* _完成以下任务_
1. 请把单词接龙题目中的句子“转换过程中的中间单词必须是字典中的单词。”译成英文。
2. 请将单词接龙题目中以“如果不存在这样的转换序列”开头的段落改写成要点列表,并保留其主要内容。
3. 根据单词接龙题目,示例 2 的输出为 0 的原因是什么?

* _文档节选_
# # # #
127. 单词接龙
给定两个单词(beginWord 和 endWord)和一个字典,找到从 beginWord 到 endWord 的最短转换序列的长度。转换需遵循如下规则:
每次转换只能改变一个字母。 转换过程中的中间单词必须是字典中的单词。 说明:
如果不存在这样的转换序列,返回 0。 所有单词具有相同的长度。 所有单词只由小写字母组成。 字典中不存在重复的单词。 你可以假设 beginWord 和 endWord 是非空的,且二者不相同。
示例 1:
输入:
beginWord = "hit",
endWord = "cog",
wordList = ["hot","dot","dog","lot","log","cog"]
输出: 5
解释: 一个最短转换序列是 "hit" -> "hot" -> "dot" -> "dog" -> "cog",
返回它的长度 5。示例 2:
输入:
beginWord = "hit"
endWord = "cog"
wordList = ["hot","dot","dog","lot","log"]
输出: 0
解释: endWord "cog" 不在字典中,所以无法进行转换。解法一
bfs
class Solution {
public int ladderLength(String beginWord, String endWord, List<String> wordList) {
Set<String> wordSet = new HashSet<>(wordList);
if (wordSet.size() == 0 || !wordSet.contains(endWord)) return 0;
Set<String> visited = new HashSet<>();
visited.add(beginWord);
Queue<String> queue = new LinkedList<>();
queue.offer(beginWord);
int step = 1;
while(!queue.isEmpty()) {
int curSize = queue.size();
for(int i = 0; i < curSize; i++) {
String word = queue.poll();
char[] wordArray = word.toCharArray();
for (int j = 0; j < wordArray.length; j++) {
char originChar = wordArray[j];
for (char k = 'a'; k <= 'z'; k++) {
if (wordArray[j] == k) continue;
wordArray[j] = k;
String nextWord = String.valueOf(wordArray);
if (!wordSet.contains(nextWord)) continue;
if (nextWord.equals(endWord)) return ++step;
if (!visited.contains(nextWord)) {
queue.add(nextWord);
visited.add(nextWord);
}
}
wordArray[j] = originChar;
}
}
step++;
}
return 0;
}
}
from collections import defaultdict
class Solution:
def ladderLength(self, beginWord: str, endWord: str, wordList: List[str]) -> int:
if not wordList or endWord not in wordList:
return 0
L = len(beginWord)
# # # #
* _所给信息_
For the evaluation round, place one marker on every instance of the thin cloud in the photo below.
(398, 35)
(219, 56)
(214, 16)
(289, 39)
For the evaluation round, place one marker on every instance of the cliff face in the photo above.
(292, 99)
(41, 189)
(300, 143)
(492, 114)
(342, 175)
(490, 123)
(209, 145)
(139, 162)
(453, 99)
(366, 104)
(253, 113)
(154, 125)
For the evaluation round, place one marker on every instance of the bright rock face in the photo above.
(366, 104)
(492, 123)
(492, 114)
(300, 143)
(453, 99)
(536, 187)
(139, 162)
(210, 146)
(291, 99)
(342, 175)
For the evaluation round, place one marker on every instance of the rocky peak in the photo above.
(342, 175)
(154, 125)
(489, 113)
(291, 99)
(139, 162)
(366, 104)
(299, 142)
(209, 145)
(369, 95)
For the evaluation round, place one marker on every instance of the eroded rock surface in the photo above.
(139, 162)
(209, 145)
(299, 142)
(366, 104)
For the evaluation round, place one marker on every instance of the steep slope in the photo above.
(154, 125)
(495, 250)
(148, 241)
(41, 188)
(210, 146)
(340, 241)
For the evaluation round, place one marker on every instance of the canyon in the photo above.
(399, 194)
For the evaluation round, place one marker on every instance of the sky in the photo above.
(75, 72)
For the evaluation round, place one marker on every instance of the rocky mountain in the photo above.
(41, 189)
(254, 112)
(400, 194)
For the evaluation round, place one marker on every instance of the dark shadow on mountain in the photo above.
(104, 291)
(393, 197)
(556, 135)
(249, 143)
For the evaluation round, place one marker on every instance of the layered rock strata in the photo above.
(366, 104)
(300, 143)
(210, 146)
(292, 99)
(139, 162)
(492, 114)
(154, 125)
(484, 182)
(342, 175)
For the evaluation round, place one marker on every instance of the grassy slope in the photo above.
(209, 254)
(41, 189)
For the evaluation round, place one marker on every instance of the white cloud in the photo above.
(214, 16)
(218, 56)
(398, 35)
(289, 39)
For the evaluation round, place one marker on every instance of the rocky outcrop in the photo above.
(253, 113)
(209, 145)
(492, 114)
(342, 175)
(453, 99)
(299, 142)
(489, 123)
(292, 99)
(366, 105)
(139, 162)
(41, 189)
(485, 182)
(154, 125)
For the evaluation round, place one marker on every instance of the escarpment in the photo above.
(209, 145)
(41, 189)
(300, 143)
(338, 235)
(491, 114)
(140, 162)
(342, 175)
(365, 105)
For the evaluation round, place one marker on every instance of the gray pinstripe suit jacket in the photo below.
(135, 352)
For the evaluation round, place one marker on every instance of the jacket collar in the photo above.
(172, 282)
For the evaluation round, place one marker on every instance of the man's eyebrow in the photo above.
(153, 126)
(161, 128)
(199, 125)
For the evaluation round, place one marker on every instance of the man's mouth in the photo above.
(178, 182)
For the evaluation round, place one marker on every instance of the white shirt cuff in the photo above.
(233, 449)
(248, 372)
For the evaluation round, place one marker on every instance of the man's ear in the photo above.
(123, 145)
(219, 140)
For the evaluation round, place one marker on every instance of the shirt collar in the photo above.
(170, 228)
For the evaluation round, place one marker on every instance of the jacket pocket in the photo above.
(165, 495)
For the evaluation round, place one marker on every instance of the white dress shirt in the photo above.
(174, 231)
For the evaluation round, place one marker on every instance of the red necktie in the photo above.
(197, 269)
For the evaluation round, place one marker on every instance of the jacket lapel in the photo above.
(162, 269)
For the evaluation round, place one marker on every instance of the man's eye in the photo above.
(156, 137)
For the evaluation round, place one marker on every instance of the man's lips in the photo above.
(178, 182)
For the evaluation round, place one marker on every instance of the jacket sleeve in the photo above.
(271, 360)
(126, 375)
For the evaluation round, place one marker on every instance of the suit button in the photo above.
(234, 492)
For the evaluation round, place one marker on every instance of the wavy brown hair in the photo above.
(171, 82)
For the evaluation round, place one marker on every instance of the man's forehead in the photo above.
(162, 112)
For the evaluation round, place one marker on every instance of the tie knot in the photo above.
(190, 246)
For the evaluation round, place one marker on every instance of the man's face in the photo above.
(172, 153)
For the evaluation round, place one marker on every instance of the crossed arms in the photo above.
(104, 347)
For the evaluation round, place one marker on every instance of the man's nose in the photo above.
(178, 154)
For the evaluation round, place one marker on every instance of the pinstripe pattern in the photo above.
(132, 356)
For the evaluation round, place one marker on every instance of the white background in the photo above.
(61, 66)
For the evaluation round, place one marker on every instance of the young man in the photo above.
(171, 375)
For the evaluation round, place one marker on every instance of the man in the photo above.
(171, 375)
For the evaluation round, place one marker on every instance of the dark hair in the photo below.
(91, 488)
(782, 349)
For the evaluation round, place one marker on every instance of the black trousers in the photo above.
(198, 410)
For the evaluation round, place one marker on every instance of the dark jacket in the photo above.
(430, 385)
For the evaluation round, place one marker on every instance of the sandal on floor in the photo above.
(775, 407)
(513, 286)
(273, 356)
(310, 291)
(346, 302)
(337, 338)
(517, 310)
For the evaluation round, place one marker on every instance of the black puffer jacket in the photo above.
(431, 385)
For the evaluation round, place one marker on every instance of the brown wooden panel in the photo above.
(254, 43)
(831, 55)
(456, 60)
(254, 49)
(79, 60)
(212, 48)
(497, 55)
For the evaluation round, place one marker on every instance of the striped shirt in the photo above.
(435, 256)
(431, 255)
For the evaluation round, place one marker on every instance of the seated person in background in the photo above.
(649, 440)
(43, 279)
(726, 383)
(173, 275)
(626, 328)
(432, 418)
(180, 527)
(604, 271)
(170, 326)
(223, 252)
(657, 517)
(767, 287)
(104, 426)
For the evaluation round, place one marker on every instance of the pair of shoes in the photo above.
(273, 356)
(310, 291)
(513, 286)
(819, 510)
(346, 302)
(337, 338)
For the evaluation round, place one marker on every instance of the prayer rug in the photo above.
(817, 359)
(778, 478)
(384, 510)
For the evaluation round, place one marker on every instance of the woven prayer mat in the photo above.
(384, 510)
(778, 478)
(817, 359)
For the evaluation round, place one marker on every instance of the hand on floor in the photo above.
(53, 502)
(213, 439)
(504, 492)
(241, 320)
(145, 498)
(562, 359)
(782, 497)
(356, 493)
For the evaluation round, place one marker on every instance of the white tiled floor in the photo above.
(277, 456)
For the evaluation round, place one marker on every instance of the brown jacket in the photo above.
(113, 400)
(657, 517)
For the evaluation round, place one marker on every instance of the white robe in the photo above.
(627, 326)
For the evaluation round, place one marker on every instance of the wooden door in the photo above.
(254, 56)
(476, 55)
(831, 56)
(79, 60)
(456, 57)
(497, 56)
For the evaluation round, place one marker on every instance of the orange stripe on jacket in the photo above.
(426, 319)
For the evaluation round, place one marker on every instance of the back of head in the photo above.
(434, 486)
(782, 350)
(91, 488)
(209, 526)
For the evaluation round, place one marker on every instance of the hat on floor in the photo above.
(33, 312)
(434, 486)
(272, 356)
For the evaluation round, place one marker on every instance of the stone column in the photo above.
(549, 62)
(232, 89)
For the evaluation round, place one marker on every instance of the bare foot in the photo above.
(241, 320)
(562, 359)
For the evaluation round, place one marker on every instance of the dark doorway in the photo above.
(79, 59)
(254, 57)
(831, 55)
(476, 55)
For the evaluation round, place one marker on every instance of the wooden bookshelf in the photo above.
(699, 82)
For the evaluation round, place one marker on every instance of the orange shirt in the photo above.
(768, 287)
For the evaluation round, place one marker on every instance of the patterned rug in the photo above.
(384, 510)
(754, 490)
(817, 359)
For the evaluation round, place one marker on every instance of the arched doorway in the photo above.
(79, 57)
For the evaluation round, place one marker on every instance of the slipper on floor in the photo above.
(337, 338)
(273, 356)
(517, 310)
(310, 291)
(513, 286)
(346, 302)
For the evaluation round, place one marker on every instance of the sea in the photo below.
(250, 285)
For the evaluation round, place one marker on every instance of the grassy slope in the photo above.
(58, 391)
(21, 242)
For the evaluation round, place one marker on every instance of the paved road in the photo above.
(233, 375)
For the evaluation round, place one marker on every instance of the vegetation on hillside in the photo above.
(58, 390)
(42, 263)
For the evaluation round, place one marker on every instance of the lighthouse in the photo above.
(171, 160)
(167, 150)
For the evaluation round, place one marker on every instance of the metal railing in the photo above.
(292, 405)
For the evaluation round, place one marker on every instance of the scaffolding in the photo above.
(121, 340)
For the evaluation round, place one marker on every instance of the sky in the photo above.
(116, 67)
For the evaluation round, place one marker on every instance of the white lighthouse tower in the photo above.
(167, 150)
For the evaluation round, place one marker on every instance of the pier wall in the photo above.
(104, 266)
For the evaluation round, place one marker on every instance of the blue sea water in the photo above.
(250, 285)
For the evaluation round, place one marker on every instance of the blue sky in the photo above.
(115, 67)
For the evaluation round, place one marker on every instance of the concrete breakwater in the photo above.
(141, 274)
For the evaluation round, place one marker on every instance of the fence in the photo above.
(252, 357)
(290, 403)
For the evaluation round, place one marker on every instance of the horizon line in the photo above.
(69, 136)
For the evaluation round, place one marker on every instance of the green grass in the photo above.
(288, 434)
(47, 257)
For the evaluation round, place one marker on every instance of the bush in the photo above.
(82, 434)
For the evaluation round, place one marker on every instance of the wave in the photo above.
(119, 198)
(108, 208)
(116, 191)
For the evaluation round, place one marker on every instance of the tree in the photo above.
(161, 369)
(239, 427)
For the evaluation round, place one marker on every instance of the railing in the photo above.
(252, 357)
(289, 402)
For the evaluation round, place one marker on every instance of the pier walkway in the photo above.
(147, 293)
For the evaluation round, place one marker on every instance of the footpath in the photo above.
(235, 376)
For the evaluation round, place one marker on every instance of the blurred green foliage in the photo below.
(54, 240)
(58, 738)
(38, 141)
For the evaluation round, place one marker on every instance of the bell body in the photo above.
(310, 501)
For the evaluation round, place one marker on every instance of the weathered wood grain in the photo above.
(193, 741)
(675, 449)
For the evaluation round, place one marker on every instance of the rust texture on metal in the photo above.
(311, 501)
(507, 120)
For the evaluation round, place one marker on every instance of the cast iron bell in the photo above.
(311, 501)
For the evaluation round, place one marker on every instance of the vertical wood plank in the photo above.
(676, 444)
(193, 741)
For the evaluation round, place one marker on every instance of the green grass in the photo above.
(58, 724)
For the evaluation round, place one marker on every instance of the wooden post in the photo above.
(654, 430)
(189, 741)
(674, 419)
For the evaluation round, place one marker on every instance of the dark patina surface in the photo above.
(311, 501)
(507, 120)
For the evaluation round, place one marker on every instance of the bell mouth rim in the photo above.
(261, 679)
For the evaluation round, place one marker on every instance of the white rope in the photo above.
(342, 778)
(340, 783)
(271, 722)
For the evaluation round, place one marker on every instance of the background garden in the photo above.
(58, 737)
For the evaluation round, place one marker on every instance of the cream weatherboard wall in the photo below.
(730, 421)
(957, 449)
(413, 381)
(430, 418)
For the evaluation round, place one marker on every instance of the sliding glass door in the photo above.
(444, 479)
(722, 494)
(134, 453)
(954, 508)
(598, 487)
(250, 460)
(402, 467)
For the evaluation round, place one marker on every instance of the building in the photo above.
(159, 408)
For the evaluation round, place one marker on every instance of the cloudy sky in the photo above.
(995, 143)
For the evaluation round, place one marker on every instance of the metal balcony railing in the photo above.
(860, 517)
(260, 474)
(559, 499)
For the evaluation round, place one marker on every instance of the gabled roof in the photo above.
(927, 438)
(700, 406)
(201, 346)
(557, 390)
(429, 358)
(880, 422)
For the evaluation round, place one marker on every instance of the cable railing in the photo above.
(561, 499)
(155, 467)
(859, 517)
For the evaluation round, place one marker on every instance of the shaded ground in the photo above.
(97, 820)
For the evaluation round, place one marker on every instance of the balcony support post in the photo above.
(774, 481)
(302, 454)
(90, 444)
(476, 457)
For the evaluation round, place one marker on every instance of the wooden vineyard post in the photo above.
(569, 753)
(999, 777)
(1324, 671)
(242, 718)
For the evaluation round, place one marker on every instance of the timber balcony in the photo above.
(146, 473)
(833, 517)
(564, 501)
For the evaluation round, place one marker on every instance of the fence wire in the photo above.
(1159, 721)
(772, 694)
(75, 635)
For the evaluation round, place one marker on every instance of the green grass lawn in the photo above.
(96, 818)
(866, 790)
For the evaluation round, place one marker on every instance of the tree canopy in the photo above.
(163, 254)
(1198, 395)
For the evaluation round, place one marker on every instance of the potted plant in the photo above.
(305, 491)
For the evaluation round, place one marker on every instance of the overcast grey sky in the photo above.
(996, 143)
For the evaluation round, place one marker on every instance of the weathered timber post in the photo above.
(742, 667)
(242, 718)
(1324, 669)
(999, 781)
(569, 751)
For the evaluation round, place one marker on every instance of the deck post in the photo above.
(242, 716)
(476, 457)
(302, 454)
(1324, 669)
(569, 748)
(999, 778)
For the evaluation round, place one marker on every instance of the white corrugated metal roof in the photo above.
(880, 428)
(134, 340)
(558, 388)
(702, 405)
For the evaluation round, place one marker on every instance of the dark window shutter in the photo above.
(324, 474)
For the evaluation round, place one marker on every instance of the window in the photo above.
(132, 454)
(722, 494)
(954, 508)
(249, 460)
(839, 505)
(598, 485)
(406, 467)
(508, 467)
# # # #
* _各题解答_
1. Every intermediate word in the transformation must be a word in the dictionary.

2.
- 若不存在这样的转换序列,返回 0。
- 所有单词长度相同。
- 所有单词只由小写字母组成。
- 字典中没有重复的单词。
- 可假设 beginWord 和 endWord 非空且互不相同。

3. 因为 endWord "cog" 不在字典中,所以无法进行转换。